_Short task_: Tally the lines in the listing below that contain the string "reflection", and reply with the number alone.

☆ ☆ ☆ ☆

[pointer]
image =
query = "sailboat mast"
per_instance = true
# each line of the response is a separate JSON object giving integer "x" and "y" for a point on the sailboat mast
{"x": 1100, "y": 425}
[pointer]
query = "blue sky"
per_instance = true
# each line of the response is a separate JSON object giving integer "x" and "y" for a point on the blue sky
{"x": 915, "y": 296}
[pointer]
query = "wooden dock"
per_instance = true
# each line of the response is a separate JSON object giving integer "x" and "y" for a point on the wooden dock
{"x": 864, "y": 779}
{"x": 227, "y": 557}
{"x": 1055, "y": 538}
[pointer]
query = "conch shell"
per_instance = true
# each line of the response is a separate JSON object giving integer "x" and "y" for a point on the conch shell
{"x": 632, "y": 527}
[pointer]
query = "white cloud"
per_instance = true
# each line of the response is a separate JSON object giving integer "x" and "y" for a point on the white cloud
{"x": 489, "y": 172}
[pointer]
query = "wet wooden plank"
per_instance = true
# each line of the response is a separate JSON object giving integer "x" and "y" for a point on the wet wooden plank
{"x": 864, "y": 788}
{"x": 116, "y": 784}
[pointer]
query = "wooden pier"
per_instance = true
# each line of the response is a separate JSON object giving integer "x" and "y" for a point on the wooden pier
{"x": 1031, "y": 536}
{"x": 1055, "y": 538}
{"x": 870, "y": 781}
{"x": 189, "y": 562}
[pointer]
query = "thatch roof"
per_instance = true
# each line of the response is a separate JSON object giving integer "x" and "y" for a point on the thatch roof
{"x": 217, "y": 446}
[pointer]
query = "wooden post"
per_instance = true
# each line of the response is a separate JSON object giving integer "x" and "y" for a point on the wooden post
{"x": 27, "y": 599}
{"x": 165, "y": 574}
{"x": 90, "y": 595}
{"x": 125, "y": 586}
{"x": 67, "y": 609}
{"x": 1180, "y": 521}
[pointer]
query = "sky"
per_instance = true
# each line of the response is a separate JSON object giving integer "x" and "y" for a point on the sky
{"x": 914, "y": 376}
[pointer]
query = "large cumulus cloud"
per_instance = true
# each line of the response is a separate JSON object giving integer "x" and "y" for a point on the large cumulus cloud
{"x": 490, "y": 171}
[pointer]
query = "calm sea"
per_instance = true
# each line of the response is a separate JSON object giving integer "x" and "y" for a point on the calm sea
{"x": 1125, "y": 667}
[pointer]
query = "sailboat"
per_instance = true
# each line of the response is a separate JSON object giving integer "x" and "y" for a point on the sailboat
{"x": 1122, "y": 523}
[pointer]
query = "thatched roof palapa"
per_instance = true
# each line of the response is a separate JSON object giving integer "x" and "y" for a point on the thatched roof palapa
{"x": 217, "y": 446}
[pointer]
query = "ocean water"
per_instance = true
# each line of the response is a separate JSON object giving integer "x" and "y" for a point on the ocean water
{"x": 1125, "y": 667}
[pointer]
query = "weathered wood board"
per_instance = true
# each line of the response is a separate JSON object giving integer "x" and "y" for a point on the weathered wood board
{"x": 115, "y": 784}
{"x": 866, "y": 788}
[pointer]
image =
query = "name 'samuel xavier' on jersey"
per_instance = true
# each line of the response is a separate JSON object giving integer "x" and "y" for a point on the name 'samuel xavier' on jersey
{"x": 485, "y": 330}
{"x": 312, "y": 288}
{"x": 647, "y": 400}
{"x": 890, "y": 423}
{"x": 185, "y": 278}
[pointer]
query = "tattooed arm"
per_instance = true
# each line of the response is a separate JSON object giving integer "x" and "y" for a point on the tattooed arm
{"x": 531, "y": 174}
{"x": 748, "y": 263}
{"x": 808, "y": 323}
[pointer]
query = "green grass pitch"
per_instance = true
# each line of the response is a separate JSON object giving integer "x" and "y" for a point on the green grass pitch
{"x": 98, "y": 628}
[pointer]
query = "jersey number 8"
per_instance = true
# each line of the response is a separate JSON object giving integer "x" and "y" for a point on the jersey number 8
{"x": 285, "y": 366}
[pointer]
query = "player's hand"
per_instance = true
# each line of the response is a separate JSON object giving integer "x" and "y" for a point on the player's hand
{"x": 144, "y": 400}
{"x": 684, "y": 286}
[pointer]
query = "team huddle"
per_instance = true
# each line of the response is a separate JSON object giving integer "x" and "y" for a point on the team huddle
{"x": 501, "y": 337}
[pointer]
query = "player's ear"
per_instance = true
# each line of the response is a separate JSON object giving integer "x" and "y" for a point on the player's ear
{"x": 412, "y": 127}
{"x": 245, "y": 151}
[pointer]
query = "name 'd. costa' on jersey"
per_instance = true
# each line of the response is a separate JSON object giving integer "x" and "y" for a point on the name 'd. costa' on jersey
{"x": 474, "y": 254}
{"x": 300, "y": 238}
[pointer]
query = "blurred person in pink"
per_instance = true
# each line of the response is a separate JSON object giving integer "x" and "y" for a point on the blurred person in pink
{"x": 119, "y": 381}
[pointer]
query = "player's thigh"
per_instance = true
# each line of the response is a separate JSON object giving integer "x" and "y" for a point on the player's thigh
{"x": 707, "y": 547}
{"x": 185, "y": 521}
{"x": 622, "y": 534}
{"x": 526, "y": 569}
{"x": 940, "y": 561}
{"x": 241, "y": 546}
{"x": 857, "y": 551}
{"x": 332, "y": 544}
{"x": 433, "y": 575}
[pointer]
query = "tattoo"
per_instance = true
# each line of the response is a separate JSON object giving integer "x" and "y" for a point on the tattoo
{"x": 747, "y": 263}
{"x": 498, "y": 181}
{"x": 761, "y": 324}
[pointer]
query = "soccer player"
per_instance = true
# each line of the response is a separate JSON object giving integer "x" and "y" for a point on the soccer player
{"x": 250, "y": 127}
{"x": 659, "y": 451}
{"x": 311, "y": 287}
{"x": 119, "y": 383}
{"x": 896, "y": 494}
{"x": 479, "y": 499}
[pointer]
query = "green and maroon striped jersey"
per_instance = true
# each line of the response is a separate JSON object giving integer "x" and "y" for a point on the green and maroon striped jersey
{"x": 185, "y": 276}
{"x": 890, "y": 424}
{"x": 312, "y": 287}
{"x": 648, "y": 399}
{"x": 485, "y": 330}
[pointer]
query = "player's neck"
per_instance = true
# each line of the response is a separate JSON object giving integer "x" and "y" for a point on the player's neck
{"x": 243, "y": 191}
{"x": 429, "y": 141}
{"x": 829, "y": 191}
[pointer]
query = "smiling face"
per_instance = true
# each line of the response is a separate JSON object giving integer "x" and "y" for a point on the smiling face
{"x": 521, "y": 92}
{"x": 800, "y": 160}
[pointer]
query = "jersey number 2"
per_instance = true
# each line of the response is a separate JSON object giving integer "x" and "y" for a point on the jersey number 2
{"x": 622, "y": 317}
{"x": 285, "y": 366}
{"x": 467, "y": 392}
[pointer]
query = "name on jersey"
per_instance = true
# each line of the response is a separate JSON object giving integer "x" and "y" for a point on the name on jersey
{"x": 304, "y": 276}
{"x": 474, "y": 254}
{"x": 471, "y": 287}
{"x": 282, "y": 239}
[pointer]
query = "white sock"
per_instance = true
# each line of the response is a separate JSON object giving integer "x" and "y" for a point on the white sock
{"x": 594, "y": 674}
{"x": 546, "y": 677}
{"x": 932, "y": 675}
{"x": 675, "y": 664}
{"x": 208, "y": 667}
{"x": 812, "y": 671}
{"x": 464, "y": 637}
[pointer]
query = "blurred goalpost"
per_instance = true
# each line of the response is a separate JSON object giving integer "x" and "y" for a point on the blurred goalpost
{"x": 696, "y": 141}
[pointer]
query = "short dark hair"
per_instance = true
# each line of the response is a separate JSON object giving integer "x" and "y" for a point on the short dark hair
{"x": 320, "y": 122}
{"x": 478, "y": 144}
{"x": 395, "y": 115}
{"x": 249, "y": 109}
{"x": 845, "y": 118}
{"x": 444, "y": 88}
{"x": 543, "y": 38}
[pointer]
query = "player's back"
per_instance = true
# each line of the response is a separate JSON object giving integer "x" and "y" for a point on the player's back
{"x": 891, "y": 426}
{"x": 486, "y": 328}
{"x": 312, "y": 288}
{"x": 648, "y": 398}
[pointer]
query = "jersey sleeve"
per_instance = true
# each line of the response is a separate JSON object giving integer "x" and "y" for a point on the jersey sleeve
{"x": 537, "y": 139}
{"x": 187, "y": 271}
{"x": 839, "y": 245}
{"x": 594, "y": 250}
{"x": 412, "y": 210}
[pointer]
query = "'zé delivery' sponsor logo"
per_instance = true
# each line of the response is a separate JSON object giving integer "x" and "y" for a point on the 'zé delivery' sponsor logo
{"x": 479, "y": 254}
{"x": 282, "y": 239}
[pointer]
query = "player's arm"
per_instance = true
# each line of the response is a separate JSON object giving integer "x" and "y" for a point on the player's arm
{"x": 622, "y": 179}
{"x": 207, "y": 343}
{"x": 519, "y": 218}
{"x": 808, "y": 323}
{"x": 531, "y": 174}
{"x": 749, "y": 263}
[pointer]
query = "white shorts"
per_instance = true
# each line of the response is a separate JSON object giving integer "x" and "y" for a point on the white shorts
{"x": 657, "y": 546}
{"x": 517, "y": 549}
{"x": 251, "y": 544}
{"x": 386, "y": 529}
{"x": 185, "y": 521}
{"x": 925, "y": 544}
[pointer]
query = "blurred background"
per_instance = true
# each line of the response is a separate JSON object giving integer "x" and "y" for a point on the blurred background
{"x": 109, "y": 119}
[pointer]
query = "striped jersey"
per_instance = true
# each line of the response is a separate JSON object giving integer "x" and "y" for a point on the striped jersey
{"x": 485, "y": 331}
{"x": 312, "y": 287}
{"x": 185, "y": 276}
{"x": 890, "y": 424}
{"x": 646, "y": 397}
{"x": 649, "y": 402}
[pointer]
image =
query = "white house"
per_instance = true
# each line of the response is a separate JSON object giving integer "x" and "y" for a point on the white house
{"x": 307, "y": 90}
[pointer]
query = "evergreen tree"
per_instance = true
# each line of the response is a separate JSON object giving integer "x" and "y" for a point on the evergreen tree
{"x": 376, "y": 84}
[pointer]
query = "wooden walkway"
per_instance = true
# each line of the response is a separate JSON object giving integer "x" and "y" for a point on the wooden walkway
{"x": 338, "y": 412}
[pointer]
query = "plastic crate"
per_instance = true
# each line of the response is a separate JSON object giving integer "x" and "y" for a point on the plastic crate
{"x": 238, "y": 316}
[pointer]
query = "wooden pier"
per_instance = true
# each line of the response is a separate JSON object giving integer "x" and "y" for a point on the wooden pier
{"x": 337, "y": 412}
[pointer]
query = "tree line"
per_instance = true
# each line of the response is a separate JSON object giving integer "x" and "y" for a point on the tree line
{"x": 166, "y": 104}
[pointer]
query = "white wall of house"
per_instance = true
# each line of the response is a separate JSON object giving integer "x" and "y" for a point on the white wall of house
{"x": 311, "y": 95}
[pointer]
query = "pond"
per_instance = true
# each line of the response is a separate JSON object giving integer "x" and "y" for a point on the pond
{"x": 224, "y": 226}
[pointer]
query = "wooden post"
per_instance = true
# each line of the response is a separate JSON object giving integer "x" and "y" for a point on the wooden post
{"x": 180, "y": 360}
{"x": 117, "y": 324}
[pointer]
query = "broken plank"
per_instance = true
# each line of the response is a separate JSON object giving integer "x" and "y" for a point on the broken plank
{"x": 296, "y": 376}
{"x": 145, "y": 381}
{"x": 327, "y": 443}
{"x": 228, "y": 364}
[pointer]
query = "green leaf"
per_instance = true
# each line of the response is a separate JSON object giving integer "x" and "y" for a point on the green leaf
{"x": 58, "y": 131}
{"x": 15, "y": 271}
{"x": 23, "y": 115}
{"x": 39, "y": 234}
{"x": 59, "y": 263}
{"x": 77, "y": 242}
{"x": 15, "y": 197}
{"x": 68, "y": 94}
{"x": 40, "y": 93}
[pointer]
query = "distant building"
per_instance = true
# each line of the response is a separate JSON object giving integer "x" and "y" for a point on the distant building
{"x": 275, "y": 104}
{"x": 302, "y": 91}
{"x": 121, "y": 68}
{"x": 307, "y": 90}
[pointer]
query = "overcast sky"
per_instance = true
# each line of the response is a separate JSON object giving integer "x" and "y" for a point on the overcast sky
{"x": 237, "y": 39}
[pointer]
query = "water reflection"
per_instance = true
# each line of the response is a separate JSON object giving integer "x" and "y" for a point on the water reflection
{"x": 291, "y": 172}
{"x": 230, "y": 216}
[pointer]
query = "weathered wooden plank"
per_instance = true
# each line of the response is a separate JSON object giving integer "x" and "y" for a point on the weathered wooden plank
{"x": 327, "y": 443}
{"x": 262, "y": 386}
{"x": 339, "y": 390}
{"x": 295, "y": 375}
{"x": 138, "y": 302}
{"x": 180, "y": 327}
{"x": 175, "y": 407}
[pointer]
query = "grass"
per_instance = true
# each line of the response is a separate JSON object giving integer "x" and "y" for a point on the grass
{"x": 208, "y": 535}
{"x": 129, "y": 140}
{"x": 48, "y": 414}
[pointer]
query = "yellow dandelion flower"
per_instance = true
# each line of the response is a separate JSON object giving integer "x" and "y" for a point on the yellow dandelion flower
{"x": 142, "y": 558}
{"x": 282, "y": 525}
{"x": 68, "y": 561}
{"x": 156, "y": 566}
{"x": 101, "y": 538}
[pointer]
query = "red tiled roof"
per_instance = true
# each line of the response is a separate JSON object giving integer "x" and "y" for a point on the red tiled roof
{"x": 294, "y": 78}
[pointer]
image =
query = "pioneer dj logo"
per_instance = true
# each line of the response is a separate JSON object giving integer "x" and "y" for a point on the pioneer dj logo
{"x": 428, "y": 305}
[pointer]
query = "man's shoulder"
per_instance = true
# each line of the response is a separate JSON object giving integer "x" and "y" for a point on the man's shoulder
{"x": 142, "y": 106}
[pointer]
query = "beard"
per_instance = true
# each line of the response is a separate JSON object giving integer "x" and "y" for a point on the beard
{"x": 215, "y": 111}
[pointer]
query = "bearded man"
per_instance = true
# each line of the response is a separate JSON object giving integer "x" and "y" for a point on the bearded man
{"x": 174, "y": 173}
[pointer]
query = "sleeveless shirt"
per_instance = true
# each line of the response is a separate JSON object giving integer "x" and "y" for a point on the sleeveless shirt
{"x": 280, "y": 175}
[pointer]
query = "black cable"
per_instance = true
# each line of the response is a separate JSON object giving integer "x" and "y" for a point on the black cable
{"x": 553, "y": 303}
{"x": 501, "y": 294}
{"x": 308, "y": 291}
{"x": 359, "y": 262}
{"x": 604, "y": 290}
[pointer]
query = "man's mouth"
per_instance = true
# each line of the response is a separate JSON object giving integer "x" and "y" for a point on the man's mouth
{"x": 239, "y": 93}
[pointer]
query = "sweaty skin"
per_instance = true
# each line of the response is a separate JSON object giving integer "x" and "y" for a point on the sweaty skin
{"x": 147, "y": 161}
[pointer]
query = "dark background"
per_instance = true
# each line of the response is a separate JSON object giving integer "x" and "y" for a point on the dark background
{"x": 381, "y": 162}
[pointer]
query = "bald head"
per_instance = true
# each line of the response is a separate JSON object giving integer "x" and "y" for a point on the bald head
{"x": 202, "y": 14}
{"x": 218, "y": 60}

☆ ☆ ☆ ☆

_Full answer_: 2